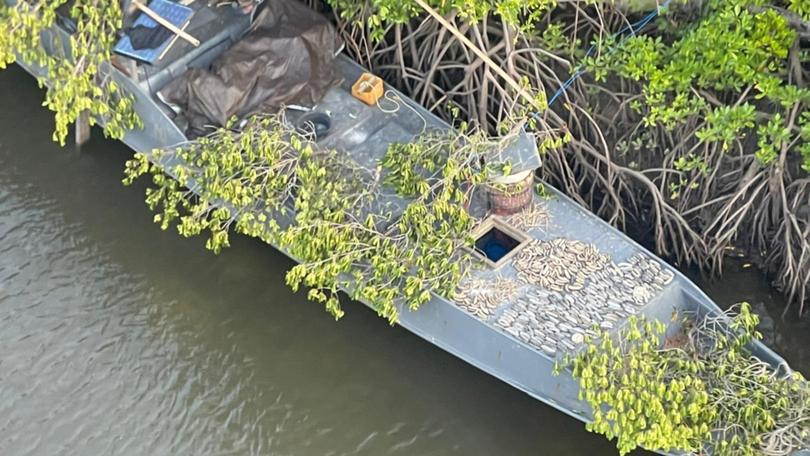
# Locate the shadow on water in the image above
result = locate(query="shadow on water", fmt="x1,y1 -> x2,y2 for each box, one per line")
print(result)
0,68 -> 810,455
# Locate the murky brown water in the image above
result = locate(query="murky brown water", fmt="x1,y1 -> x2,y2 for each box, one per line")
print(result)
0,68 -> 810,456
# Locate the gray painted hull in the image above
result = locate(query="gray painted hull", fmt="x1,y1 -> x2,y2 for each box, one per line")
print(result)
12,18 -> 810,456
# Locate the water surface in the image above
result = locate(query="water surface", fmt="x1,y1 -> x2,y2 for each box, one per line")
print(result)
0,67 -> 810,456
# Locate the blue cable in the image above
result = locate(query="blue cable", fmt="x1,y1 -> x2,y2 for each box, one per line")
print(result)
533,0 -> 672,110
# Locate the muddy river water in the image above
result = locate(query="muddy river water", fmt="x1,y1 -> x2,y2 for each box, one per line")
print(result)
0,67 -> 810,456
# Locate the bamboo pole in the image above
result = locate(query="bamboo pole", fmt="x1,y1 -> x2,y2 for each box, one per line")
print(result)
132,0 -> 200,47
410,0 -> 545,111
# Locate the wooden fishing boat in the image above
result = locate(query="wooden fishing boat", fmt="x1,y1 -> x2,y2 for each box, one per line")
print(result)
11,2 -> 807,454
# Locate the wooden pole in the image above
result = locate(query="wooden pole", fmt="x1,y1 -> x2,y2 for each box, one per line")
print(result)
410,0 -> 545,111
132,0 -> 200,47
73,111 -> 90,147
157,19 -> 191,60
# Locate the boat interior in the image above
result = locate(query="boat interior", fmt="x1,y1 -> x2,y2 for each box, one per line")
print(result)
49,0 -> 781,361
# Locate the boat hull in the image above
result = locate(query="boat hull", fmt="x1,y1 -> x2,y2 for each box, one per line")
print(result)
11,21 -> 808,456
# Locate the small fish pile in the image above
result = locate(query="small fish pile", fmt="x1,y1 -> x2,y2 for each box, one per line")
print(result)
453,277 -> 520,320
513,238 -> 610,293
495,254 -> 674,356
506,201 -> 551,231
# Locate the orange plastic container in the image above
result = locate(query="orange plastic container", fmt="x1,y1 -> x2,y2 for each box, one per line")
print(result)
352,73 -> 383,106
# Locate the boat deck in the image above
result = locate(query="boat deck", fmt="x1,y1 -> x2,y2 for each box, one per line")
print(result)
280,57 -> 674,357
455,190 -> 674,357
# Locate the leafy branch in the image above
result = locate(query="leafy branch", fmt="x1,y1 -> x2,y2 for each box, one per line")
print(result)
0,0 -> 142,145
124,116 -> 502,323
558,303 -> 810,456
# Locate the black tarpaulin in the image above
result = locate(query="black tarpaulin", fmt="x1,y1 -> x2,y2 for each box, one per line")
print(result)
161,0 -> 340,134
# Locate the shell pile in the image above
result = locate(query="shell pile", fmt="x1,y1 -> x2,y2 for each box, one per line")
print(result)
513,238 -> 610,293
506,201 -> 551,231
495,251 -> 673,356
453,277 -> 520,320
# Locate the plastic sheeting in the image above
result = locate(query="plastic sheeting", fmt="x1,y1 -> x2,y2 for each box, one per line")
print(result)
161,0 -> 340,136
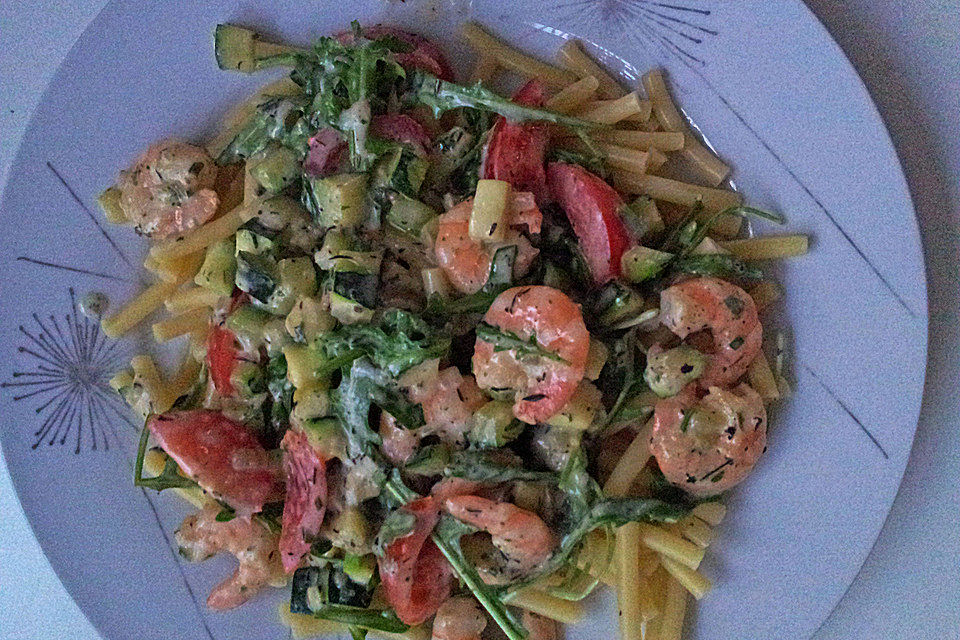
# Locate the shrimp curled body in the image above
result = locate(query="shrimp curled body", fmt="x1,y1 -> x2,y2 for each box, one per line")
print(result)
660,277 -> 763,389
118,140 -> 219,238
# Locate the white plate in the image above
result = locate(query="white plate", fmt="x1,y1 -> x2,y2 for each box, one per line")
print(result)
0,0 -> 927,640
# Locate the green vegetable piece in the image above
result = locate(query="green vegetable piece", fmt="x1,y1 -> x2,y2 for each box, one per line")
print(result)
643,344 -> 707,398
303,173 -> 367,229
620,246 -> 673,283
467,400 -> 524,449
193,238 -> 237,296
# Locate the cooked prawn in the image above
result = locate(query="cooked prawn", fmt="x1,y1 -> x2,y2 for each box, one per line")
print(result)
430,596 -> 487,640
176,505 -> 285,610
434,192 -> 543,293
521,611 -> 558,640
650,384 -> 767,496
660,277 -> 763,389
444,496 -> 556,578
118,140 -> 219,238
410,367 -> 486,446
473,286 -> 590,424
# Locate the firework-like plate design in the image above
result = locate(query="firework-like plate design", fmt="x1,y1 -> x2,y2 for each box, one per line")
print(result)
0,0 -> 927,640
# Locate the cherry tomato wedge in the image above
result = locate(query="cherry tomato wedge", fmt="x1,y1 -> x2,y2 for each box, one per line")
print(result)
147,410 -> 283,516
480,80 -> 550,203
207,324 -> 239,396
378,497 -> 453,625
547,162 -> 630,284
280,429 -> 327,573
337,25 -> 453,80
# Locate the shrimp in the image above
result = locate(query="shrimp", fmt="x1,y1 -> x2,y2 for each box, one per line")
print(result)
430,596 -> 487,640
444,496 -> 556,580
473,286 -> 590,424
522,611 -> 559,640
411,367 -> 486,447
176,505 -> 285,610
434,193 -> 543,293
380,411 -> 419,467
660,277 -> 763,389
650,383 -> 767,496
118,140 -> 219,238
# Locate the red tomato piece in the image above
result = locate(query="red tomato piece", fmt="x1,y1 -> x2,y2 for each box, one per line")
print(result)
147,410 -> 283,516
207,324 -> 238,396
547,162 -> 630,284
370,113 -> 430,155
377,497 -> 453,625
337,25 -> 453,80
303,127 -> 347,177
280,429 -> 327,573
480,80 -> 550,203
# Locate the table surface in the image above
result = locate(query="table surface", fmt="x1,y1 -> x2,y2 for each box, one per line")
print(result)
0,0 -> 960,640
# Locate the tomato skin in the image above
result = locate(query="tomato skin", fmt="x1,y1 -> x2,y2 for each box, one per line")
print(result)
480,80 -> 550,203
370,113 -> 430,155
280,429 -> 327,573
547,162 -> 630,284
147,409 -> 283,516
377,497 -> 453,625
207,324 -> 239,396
+---+
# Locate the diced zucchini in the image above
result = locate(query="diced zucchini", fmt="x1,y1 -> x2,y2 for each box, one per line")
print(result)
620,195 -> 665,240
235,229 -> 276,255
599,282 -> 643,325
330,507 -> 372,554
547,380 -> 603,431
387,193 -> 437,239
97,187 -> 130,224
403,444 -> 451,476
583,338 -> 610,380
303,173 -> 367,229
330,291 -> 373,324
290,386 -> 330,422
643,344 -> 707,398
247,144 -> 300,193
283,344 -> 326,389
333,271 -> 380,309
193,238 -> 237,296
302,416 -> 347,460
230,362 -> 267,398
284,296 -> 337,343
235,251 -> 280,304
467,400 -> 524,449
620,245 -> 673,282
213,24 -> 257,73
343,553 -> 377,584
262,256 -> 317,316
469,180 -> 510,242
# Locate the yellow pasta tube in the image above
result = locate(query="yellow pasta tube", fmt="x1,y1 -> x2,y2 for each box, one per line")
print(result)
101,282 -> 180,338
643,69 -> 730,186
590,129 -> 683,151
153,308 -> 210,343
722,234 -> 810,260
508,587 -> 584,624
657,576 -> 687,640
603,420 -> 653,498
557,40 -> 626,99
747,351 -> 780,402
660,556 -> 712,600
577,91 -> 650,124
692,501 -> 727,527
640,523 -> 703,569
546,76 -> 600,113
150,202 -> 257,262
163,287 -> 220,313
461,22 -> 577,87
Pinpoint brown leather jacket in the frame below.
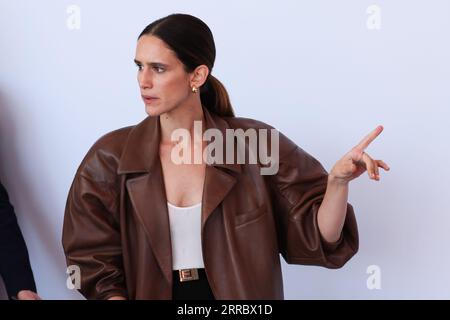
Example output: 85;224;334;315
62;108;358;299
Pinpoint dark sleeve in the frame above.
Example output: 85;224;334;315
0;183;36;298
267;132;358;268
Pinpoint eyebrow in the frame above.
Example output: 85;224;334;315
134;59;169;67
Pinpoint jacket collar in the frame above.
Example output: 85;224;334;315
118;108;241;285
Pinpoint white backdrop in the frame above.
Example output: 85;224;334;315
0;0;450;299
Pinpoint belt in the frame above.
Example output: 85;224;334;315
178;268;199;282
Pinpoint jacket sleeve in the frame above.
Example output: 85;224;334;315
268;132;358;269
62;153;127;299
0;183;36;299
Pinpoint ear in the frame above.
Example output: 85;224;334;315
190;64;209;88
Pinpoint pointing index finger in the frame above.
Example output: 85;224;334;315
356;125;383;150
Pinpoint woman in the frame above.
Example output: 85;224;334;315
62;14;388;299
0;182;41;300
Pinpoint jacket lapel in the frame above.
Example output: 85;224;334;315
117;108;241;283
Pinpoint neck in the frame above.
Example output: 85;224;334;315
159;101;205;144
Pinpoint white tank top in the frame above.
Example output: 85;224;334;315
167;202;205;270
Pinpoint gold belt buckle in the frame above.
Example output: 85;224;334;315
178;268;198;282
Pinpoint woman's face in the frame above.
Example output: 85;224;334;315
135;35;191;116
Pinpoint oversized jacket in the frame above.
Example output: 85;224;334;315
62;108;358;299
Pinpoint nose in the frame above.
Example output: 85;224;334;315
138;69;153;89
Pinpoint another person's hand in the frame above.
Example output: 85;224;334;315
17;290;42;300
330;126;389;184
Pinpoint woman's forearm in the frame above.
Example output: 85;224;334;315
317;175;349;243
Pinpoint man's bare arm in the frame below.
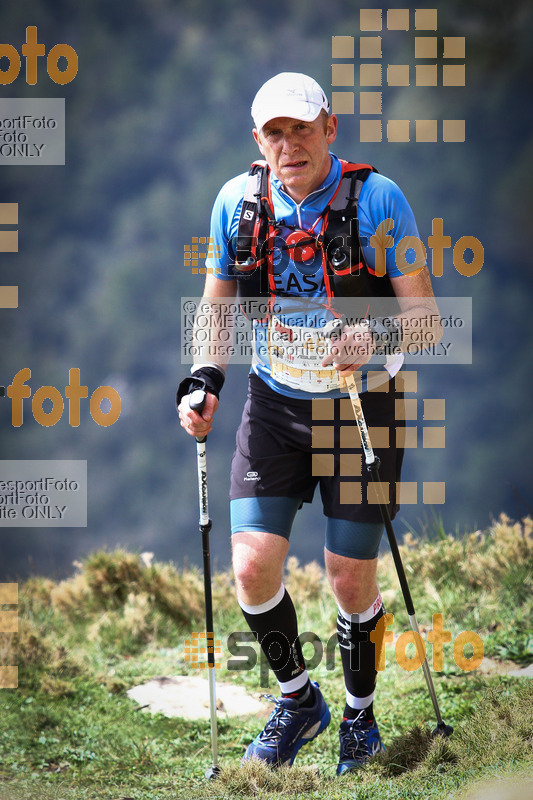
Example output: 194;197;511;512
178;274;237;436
+---+
■ WHAT YOU ARE ASKED TO DO ■
Please state how many lines in the rows above contain the string "leafy", with case counting, and give only that number.

■ RESULT OF THE EXERCISE ■
2